Stored dataset items:
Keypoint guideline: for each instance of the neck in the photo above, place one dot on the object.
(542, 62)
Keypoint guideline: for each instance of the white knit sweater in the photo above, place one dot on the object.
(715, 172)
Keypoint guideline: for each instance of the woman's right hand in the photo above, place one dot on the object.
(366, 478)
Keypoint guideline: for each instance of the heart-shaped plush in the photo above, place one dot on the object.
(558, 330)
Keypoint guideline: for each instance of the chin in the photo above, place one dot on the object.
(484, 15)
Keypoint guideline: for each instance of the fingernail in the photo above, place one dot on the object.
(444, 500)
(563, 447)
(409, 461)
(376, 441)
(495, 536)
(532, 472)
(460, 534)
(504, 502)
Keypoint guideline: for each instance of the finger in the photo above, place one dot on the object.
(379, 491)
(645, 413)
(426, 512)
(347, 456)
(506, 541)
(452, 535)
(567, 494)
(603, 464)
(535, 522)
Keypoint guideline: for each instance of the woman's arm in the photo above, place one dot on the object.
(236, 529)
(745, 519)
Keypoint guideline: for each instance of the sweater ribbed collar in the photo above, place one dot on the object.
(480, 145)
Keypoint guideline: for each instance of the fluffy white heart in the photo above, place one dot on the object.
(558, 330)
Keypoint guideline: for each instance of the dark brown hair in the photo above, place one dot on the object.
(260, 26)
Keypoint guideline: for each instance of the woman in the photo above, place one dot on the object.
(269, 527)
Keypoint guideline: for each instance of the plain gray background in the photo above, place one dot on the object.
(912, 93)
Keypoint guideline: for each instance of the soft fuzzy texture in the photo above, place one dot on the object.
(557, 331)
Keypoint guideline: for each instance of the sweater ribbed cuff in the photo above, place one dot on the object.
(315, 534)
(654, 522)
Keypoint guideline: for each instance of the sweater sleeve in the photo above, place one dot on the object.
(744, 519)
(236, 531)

▶ Action item:
Once more, write out the records above, exactly as they stand.

▶ Solution below:
Keypoint guideline: for each instance of the neck in the photo above, place one dot on the object.
(542, 62)
Keypoint guideline: for each instance of the white knit sweater in the photo above, place one dot on the object.
(715, 172)
Keypoint guideline: for each instance of the woman's right hand in the photo above, place one dot on the object.
(366, 478)
Keypoint guideline: for each instance of the heart-shaped plush in the photo above, place one dot on the object.
(558, 330)
Keypoint guideline: for each instance of the chin in the photo above, place one dot on the object.
(484, 15)
Keypoint guideline: for each instance of the fingernail in the photo above, place one dot on the object.
(444, 500)
(563, 447)
(409, 461)
(376, 441)
(495, 536)
(532, 472)
(460, 534)
(504, 502)
Keypoint guideline: for each instance of the finger in the photo above, place one dot on the object.
(379, 491)
(645, 413)
(426, 512)
(347, 456)
(506, 541)
(452, 535)
(567, 494)
(603, 464)
(535, 522)
Keypoint guideline: for each instance of the woman's arm in the photo above, place one dot on the object.
(236, 529)
(745, 519)
Keypoint guideline: for each instance of the sweater ribbed collar in the photo above, place one dot on the object.
(480, 145)
Keypoint guideline: for each instance of the fluffy white heart in the photo above, place one dot on the object.
(558, 330)
Keypoint guideline: for each instance of the dark brown hair in the photo above, place one dot on the object.
(260, 26)
Keypoint guideline: for each instance of the woman in the photo above, place one dot on the object.
(269, 527)
Keypoint guideline: for each instance of the plain gray background in the photo above, place one dot on the object.
(912, 93)
Keypoint guideline: for each instance of the soft fuzzy texture in the photo above, place one dot on the object.
(557, 331)
Keypoint guideline: for each instance of the sweater ribbed cuff in the photo above, place one dot on the object.
(315, 534)
(654, 522)
Keypoint guideline: for each instance of the sweater sleeve in the photo above, place one dot on the object.
(744, 519)
(236, 531)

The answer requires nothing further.